* Begin PROVIDED INFORMATION *

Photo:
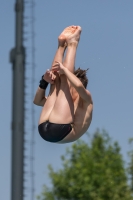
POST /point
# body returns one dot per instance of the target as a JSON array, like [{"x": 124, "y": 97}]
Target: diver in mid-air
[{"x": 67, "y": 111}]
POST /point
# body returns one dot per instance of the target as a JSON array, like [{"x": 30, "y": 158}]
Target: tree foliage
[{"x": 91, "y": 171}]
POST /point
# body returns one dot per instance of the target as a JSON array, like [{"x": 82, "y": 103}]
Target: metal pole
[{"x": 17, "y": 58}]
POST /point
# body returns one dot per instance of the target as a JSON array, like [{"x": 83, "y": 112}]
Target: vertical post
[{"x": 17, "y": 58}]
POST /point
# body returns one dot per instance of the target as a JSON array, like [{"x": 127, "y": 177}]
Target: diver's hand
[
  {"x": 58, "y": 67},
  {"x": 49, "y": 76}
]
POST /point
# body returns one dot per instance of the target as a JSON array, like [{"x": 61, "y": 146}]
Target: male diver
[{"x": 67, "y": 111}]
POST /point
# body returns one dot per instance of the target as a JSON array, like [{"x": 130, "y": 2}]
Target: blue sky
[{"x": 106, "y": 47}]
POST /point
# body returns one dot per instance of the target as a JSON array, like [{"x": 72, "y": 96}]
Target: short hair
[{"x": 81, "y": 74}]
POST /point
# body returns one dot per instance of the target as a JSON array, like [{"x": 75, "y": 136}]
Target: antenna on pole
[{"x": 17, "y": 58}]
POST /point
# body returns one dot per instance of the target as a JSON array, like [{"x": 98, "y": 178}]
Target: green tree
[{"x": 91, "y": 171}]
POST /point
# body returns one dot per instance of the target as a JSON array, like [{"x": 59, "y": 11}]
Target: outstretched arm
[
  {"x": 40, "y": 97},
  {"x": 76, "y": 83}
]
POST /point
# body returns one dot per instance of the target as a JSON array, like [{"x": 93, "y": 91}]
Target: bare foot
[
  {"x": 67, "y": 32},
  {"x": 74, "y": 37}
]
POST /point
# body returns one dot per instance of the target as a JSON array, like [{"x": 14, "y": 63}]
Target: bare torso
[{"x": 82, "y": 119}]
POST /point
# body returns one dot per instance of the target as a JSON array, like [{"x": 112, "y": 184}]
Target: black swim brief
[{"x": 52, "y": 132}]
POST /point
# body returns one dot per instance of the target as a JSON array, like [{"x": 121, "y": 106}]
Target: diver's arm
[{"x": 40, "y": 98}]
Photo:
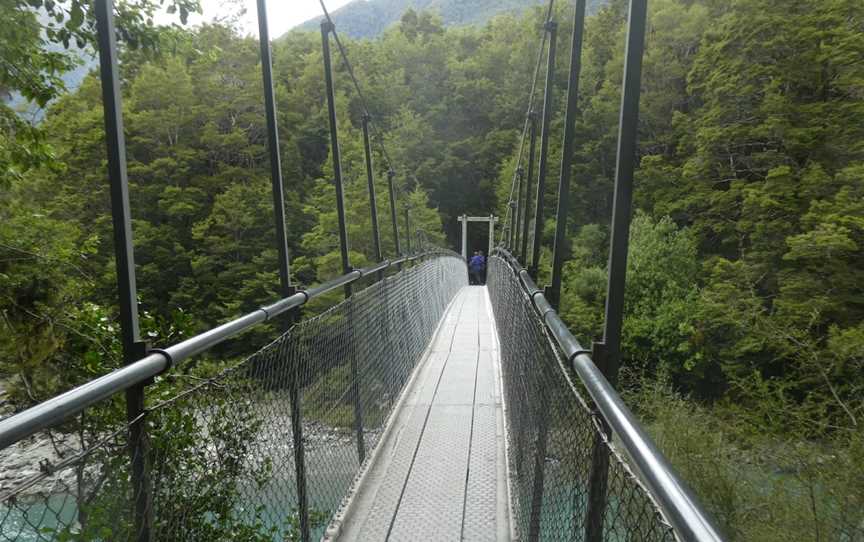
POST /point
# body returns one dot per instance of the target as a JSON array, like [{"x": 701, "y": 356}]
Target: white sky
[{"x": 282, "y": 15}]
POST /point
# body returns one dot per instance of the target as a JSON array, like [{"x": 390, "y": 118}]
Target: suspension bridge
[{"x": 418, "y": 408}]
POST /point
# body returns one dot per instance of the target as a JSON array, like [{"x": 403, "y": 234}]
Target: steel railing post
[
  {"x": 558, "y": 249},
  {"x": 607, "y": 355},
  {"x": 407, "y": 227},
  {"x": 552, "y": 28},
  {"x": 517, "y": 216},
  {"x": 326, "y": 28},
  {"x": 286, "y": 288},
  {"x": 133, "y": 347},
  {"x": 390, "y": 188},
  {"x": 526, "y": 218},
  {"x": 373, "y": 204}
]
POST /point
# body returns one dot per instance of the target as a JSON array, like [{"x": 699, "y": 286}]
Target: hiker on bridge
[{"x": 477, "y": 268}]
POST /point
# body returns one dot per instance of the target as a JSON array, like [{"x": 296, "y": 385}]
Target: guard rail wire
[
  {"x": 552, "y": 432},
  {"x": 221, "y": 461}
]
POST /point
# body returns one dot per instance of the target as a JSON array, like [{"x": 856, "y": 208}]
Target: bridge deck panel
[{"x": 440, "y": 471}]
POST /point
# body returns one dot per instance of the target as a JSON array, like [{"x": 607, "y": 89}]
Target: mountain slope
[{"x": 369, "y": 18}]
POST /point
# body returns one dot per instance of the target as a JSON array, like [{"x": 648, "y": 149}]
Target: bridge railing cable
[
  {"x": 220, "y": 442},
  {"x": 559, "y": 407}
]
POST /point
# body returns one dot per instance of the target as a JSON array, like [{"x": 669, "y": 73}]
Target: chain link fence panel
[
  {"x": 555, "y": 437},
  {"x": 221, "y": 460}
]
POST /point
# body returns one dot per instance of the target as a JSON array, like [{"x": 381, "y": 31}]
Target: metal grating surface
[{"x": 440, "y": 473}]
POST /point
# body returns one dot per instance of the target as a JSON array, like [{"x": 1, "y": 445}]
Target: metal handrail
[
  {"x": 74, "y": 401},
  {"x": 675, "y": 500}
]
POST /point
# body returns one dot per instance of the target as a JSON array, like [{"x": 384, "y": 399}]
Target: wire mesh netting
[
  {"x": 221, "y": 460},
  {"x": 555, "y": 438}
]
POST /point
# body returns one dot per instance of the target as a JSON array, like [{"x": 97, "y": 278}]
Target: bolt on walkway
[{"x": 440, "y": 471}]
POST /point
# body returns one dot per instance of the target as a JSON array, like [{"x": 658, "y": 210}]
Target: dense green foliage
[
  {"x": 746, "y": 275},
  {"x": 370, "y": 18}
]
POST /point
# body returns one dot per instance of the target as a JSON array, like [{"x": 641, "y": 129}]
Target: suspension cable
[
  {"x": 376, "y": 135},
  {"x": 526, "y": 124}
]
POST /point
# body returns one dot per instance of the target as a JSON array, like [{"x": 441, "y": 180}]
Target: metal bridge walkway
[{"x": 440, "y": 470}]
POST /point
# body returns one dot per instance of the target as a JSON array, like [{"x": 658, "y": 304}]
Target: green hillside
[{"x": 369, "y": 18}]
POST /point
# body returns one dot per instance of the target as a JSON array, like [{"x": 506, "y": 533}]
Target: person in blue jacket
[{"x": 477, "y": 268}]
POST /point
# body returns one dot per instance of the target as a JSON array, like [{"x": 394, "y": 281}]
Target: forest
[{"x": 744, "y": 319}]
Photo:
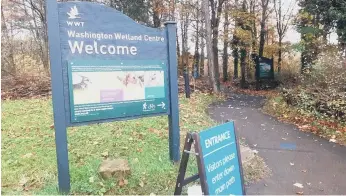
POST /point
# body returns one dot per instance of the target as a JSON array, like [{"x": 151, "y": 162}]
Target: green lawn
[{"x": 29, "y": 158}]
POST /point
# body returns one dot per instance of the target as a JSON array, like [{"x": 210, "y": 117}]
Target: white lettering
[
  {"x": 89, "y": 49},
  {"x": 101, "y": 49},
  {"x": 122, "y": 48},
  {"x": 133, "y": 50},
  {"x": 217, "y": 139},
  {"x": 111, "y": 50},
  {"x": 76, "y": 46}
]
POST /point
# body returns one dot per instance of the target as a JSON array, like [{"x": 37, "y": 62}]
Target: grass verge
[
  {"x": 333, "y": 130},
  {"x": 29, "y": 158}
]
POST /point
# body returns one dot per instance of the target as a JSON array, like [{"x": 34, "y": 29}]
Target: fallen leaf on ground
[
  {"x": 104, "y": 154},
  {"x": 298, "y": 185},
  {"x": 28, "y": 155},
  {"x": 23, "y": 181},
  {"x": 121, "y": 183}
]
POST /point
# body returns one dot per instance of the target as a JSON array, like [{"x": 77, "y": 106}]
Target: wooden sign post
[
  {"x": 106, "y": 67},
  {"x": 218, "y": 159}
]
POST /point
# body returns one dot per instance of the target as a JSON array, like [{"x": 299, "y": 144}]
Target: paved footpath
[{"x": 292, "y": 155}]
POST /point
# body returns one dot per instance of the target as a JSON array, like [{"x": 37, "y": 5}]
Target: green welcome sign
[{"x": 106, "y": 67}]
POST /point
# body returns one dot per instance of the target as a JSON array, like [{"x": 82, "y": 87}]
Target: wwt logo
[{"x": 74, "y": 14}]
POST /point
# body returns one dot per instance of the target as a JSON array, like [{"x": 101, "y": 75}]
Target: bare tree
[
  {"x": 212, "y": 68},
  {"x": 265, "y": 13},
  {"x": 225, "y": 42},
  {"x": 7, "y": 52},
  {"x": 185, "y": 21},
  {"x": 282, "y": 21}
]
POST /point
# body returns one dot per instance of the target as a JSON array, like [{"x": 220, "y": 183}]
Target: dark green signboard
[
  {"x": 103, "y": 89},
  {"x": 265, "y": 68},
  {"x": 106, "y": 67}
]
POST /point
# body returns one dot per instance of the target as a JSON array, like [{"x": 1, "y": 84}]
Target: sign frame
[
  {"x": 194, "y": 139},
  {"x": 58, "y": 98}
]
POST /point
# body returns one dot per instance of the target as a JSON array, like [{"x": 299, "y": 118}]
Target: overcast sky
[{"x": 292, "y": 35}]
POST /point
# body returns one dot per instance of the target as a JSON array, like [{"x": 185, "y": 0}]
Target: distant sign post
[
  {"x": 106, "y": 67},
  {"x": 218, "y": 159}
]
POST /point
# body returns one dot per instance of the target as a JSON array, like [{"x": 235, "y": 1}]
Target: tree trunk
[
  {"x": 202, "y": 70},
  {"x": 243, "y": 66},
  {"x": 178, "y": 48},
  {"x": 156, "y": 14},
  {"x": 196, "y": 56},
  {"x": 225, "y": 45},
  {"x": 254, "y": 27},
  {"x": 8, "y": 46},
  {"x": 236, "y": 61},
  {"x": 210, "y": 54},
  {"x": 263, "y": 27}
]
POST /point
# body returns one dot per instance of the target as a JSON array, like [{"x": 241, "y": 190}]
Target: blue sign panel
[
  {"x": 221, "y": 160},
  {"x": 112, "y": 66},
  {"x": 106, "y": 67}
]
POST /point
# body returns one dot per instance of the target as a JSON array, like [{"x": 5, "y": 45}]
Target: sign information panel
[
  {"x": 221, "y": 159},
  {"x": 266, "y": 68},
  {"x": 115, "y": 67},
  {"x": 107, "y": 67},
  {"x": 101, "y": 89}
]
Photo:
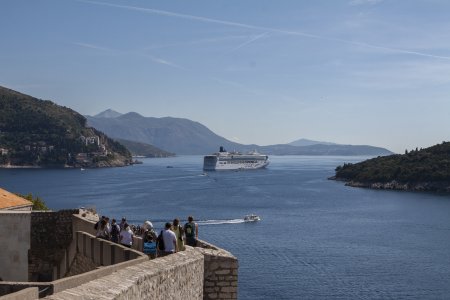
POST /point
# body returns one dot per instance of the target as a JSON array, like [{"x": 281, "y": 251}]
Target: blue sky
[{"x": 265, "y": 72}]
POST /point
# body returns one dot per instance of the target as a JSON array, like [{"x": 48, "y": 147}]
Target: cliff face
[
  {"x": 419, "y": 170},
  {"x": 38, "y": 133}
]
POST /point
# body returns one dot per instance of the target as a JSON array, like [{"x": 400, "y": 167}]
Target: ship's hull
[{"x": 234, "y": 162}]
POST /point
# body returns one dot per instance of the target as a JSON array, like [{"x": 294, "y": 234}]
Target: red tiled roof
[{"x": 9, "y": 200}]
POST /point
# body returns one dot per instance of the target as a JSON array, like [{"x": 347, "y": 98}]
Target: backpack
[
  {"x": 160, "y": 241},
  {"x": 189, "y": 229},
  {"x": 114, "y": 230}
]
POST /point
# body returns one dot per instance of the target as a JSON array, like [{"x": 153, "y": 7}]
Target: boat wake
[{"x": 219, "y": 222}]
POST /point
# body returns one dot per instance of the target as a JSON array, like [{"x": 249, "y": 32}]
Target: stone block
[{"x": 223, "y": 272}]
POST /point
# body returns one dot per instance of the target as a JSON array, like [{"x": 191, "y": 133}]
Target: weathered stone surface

* End PROVIDED INFORMATION *

_WORK TO DO_
Count the lines in the data above that contain the word "railing", and give only that number.

_TASK ANSWER_
2